### [BRIEF]
Return all of the listing word for word; the pictures stay out.
*** Opening of RECORDS SHOWN ***
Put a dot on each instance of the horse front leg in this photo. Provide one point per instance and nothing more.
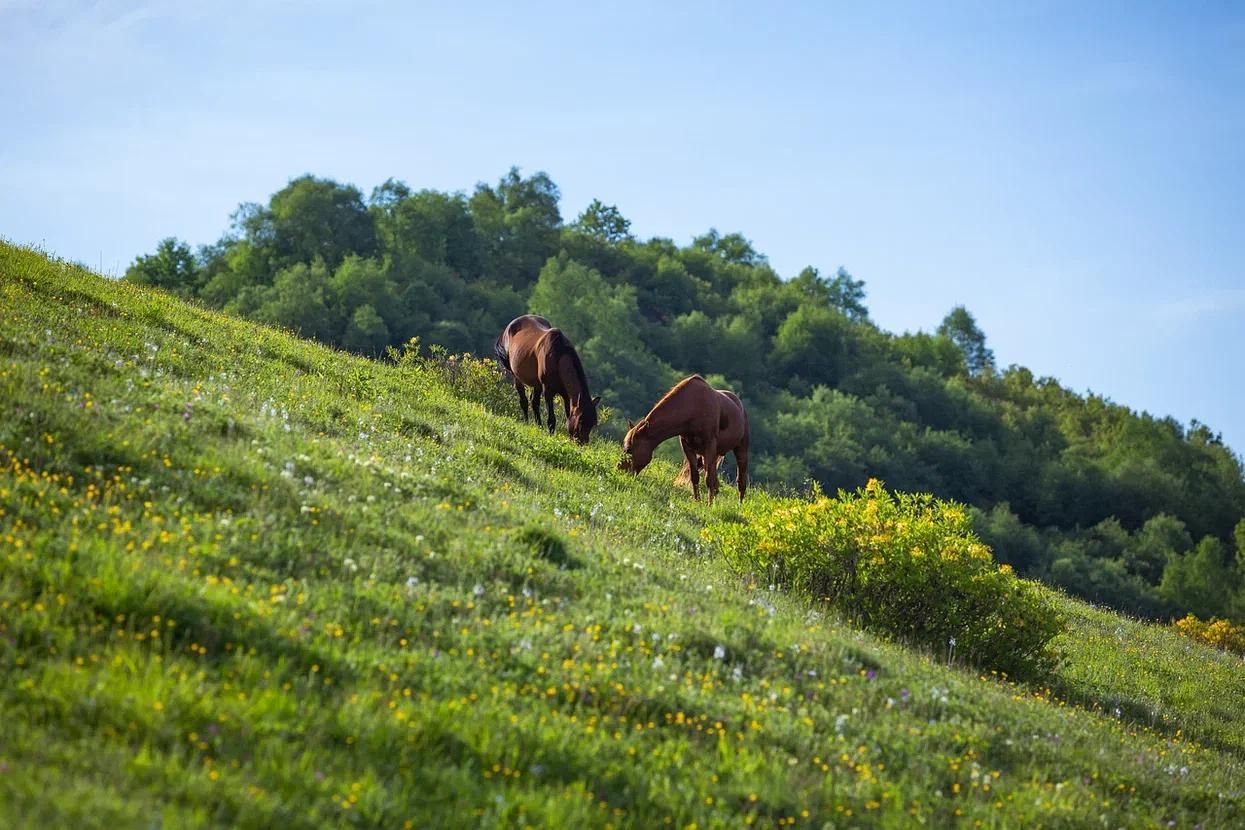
(741, 462)
(711, 469)
(553, 419)
(692, 467)
(523, 398)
*** Close of RECORDS SHOWN ***
### [RESULT OF THIS TASK]
Put a dot on each instance of the horse front leg in this photo. Provide one point per instance and nothing more.
(741, 462)
(711, 469)
(553, 419)
(692, 467)
(523, 398)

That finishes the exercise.